台風14号が接近する日本列島。午後から雨予報のとある平日の午前、黒いネットを張った圃場で、せっせと大きな黒い株を収穫する男性がふたり。近づいてみると、土の上に敷き詰められた落ち葉の上に顔を出すのは、大きくて美しい舞茸の姿。
「舞茸の菌をつけた木が埋めてあるんです。その菌が土の中に広がることで、地面から舞茸が生えてきます。どこにどれくらい出てくるかは、わからない。収穫期は10月の3週間ほどで、終わったらまた来年の準備をします」
こう教えてくれるのは、丹波山倶楽部・酒井隆幸さん。丹波山村で生まれて中学までを過ごし、進学のために上京して30歳手前でUターン。幼馴染の青栁雄大さんと生まれ育った丹波山村で農業法人を設立します。
年々ブランド価値が高まる丹波山村の原木舞茸。その生産の取り組みは村にとって決して新しいものではなかったそう。
「もともと父が舞茸を生産する組合にいて、僕も冬の時期などに手伝いをしていました。ただ、その頃はご年配の方の趣味の農業のような感覚。大人になって村に帰ってきて、『これは凄い』と改めて思ったんです。それで外に向けての売り出しを始めました」
8年ほど前にテレビ番組で取り上げられたことをきっかけに、知名度は急上昇。料理のプロを始めリピーターが多く、予約発送でほぼ完売してしまうといいます。

- 用意したデータ -
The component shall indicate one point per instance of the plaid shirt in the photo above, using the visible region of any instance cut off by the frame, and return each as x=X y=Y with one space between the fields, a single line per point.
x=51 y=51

- 作業内容 1 -
舞茸の文章から、「台風14号が接近する日本列島」で始まり「新しいものではなかったそう。」で終わる部分を、終わりの言葉も含めて一字も変えずに抜き出してください。
- 作業内容 2 -
丹波山村の舞茸づくりの文章を、最後の文のあとから書き続けてください。

- 作業の結果 1 -
台風14号が接近する日本列島。午後から雨予報のとある平日の午前、黒いネットを張った圃場で、せっせと大きな黒い株を収穫する男性がふたり。近づいてみると、土の上に敷き詰められた落ち葉の上に顔を出すのは、大きくて美しい舞茸の姿。
「舞茸の菌をつけた木が埋めてあるんです。その菌が土の中に広がることで、地面から舞茸が生えてきます。どこにどれくらい出てくるかは、わからない。収穫期は10月の3週間ほどで、終わったらまた来年の準備をします」
こう教えてくれるのは、丹波山倶楽部・酒井隆幸さん。丹波山村で生まれて中学までを過ごし、進学のために上京して30歳手前でUターン。幼馴染の青栁雄大さんと生まれ育った丹波山村で農業法人を設立します。
年々ブランド価値が高まる丹波山村の原木舞茸。その生産の取り組みは村にとって決して新しいものではなかったそう。

- 作業の結果 2 -
「特徴は、まずは原木栽培を行なってこその日光を浴びた色! この黒い舞茸をつくりたかったんです。とは言え、直接日光を当てると成長が止まってしまいますから、遮光率を考えながら大きく肉厚な舞茸を育てられるように工夫しています。土の上に敷き詰めた落ち葉は、泥はね防止。雨が降ったときに地面の泥が跳ねて、カサの裏が汚れてしまわないように、というものです」
作業場を訪れると、発送に向けた作業や加工品を作るための作業など、村の人が大勢集まり祭り前夜のような賑わいに。丹波山倶楽部では、収穫したその日に発送する原木舞茸の他、カサを割いて乾燥させた乾燥舞茸などの加工品を生産しています。
「原木舞茸は香りと旨味の強さが独特。火を入れてもシャキシャキとした食感が残ります。最も美味しい状態で届けられるように、収穫したらその日に発送や加工することを徹底。この時期は朝から晩まで収穫をして、眠る直前まで作業をしていないと間に合いません」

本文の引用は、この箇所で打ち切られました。